Start of DATA SUPPLIED

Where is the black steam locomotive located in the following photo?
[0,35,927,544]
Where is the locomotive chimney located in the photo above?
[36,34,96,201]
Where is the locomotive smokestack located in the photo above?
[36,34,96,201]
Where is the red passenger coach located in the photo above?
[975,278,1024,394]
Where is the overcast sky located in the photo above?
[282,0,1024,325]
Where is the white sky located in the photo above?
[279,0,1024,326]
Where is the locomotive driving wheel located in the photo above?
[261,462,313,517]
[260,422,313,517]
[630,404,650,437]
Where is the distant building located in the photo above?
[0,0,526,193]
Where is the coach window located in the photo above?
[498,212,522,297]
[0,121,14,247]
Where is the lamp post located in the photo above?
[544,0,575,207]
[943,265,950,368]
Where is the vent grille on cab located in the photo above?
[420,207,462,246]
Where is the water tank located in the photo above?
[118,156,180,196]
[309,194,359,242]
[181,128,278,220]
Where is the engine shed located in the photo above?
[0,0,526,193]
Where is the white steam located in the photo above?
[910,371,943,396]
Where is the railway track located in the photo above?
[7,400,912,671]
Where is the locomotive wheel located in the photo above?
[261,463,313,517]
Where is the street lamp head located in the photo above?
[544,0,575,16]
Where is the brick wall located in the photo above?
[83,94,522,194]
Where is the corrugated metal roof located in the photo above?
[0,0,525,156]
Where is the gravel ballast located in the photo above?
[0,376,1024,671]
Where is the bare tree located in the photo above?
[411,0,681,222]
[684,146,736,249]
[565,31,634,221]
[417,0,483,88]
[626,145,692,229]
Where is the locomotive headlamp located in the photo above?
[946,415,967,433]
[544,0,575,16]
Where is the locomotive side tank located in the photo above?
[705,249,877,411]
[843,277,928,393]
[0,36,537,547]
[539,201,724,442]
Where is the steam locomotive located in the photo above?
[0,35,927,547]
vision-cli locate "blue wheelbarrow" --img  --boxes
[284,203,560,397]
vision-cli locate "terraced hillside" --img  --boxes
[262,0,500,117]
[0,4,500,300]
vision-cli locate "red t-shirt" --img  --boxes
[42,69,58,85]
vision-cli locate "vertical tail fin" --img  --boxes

End of DATA SUPPLIED

DIRECTIVE: Reproduce every one of the records above line by line, keeping each character unchanged.

ANSWER TO THIS TASK:
Where is the black steam locomotive located in the following photo?
[0,35,927,544]
Where is the locomotive chimney located in the photo above?
[36,34,96,201]
Where is the locomotive smokestack located in the photo above?
[36,34,96,201]
Where is the red passenger coach located in the photo above?
[975,278,1024,394]
Where is the overcast sky located in the photo above?
[282,0,1024,325]
Where is the white sky located in the photo above?
[279,0,1024,326]
Where is the locomotive driving wheel located in the photo above?
[261,462,313,517]
[260,422,313,517]
[630,404,650,437]
Where is the distant building located in the photo above?
[0,0,526,193]
Where is the coach window located in the photo above?
[498,212,522,297]
[0,121,14,247]
Where is the lamp post located in the photo above?
[544,0,575,207]
[943,265,950,368]
Where is the vent grille on cab located in the photo above?
[420,207,462,246]
Where is the water tank located in the photo above?
[118,156,180,196]
[309,194,359,242]
[181,128,278,220]
Where is the engine shed located in the photo above?
[0,0,526,193]
Where is the white steam located in the photo above?
[910,371,943,396]
Where is the railway track located in the photo above?
[7,400,912,671]
Where is the locomotive wheel located in the photo above?
[261,463,313,517]
Where is the street lamp head located in the photo above?
[544,0,575,16]
Where is the brick wall located in the photo above?
[83,94,522,194]
Where is the corrugated metal roof located in the photo above?
[0,0,525,156]
Where is the gravel ballast located in the photo above?
[0,376,1024,671]
Where is the bare tree located in the photo above?
[411,0,681,222]
[684,146,736,249]
[565,31,634,221]
[417,0,483,88]
[626,145,692,229]
Where is the locomotive headlamp located in the photo above?
[946,415,967,433]
[544,0,575,16]
Where is the locomotive side tank located in the photo above?
[705,249,877,411]
[843,277,928,393]
[0,36,537,547]
[539,201,724,442]
Where is the steam locomotive located in the photo above?
[0,35,927,547]
vision-cli locate "blue wheelbarrow" --img  --boxes
[284,203,560,397]
vision-cli locate "terraced hillside" --img  --boxes
[262,0,500,117]
[0,4,500,300]
vision-cli locate "red t-shirt" --img  --boxes
[42,69,58,85]
vision-cli locate "vertical tail fin" --img  --boxes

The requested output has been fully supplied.